» EXCERPTED PASSAGE
◆ ◆ ◆ ◆ ◆

Knowing All about Hunan

Foreigners praise anti-poverty achievements of mountainous village

Updated:2020-01-21 10:41:30


  A group of foreign young people celebrate the upcoming Chinese Lunar New Year in Shibadong, a village in Central China's Hunan province. [Photo provided to Studio] 

  With the Spring Festival, Chinese Lunar New Year, around the corner, a group of young foreigners visited a mountainous village in Central China to see its remarkable achievements in the fight against poverty.

  The foreigners, who attended the filming of a TV program celebrating the Lunar New Year organized by Hunan Satellite TV, visited the Shibadong village in Hunan province.

  Rhea Slater David, a young man from the US, was surprised to find that wi-fi signal is available in every corner of Shibadong, which prior to the visit he assumed to be a village cut off from the outside world. He made a video call to his families back in the US.

  In the old days, Shibadong village was mired in impoverishment due to poor infrastructure and little arable land.

  A group of foreign young people celebrate the upcoming Chinese Lunar New Year in Shibadong, a village in Central China's Hunan province. [Photo provided to Studio] 

  In recent years, with the help of targeted poverty relief policies, Shibadong village has shaken off poverty through industries such as rural tourism, cultivation, and Miao embroidery. The average per capita income has risen from 1,668 yuan ($243) in 2013 to more than 10,000 yuan.

  Shi Zhichun is the village's first-person with a master's degree. After graduation, Shi returned to his hometown to help locals get rid of poverty.

  He helps villagers sell local products such as chili pepper, rice wine and kiwi fruit by advertising them on live streaming platforms.

  "I was surprised to find that in this tiny village people use the internet to sell their specialty products," said Martin from the UK.

◆ ◆ ◆ ◆ ◆

» Stored dataset items
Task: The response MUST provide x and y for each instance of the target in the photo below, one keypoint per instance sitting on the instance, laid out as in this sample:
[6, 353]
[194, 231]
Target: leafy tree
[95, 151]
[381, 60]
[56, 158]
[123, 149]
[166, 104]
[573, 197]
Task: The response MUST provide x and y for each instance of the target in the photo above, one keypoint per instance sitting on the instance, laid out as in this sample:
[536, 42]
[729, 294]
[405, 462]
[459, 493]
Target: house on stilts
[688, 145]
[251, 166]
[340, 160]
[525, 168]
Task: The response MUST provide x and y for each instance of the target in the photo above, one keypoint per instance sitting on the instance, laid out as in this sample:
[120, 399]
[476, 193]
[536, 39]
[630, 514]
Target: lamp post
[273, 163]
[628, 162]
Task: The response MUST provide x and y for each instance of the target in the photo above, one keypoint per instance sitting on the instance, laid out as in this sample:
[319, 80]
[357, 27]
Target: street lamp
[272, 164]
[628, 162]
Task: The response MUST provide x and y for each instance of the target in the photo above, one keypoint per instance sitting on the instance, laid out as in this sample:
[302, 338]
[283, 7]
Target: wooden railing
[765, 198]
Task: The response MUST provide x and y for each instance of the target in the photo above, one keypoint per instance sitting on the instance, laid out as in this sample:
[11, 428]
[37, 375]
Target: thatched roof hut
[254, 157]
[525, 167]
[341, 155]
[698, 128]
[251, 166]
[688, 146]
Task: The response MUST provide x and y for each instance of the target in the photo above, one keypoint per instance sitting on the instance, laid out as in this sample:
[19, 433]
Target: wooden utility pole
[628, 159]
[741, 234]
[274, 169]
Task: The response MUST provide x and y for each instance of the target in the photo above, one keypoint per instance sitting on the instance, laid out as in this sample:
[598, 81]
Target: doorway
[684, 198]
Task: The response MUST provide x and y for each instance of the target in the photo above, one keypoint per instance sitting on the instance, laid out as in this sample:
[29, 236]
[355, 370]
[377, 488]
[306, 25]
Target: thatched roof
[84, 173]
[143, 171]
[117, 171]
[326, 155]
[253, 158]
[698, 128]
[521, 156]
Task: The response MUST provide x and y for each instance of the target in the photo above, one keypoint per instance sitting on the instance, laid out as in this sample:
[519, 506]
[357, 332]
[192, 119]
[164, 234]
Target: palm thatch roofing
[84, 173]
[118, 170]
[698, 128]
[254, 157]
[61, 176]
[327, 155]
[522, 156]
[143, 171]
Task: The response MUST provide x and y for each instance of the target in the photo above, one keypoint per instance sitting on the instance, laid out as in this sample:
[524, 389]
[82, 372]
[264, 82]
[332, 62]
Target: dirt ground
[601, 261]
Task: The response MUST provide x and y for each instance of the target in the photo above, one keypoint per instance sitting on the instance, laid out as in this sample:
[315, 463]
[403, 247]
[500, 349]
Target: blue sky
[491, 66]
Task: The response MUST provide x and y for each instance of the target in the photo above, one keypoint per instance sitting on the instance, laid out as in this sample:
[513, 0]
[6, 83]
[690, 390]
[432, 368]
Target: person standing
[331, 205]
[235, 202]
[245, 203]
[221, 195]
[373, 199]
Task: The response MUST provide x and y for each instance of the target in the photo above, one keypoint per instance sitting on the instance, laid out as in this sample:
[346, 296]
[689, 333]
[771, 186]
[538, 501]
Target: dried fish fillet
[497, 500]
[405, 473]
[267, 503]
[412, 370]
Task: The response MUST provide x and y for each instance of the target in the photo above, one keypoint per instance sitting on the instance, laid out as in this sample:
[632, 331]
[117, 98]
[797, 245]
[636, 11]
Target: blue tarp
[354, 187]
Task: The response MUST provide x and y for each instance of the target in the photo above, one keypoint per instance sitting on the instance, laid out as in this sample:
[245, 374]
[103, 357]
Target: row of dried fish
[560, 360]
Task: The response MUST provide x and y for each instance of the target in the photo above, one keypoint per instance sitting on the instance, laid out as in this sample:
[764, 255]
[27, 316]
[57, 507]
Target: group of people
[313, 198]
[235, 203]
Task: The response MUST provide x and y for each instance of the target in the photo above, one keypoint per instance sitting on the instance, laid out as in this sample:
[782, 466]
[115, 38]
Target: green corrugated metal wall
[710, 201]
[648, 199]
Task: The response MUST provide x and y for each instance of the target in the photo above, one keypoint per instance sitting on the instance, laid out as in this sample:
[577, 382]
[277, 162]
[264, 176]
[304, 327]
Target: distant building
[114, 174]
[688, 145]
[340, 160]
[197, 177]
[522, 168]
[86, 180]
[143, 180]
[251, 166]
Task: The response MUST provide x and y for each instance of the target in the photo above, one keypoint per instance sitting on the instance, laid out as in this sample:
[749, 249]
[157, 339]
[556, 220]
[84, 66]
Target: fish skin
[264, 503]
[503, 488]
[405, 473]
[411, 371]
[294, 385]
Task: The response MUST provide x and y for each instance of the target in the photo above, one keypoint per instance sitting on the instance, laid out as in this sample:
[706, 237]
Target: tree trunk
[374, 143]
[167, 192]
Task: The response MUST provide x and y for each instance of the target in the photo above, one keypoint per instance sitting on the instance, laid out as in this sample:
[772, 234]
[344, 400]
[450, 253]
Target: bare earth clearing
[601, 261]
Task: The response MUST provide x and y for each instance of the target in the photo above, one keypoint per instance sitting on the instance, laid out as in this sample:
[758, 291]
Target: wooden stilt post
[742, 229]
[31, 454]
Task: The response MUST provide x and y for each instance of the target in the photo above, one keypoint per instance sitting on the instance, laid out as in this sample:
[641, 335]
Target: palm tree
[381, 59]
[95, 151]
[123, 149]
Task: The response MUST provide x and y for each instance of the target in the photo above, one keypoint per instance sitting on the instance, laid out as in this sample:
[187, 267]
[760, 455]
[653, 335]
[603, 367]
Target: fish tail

◆ ◆ ◆ ◆ ◆

» ACTIVITIES
• 1. Rewrite the stretch of the Shibadong village article from "Knowing All about" through "fight against poverty.", substituting "highland" for "mountainous".
• 2. Answer the following questions using the Shibadong village article.
(a) What was the average per capita income in the village in 2013?
(b) Which broadcaster organized the TV program whose filming the foreigners attended?
(c) Which local products does Shi Zhichun help villagers sell?
• 3. Resume the Shibadong village article from the point at which it ends.

» TASK-BY-TASK OUTPUTS
• 1.
Knowing All about Hunan

Foreigners praise anti-poverty achievements of highland village

Updated:2020-01-21 10:41:30


  A group of foreign young people celebrate the upcoming Chinese Lunar New Year in Shibadong, a village in Central China's Hunan province. [Photo provided to Studio] 

  With the Spring Festival, Chinese Lunar New Year, around the corner, a group of young foreigners visited a highland village in Central China to see its remarkable achievements in the fight against poverty.

• 2.
(a) 1,668 yuan ($243).
(b) Hunan Satellite TV.
(c) Chili pepper, rice wine and kiwi fruit.

• 3.
  "The village is not as underdeveloped as I thought. Instead, they are even more advanced than in the countryside in our country. What I found surprising is that even the seniors use mobile payments such as WeChat when purchasing stuff."

The village development is also attributable to the efforts of outsiders. Among them is Liu Su, a doctorate and graduate of City University of Hong Kong, who left his urban home to dedicate himself to the development of the village tourism.

"After hearing the personal story of Dr Liu, I was deeply moved. Instead of embracing a bright prospect in city, and enjoying a warm family life, he chose to sacrifice for the development of Shibadong," said Zeynep Küçük from Turkey.

"This tour let me know that if a country has made the right policies, then everything will get on the right track. The government has built a bridge and provided a platform for people like Dr Liu to make their contribution," he said.

The young foreigners also witnessed the villagers receiving year-end bonus collectively from the profits of kiwi fruit sales.

As part of the anti-poverty efforts, the villagers have become shareholders in various industries, such as Miao embroidery, traditional Chinese medicine and land renting, which bring them revenues.

Saminirina Dinatahina Princia from Madagascar said: "It is the first time I have seen year-end bonus handed out to people in such a massive way. Many elderly women were smiling so happily. Our country is also plagued by problems such as unemployment. I believe many African countries can learn from the experience of Shibadong and improve their peoples' lives."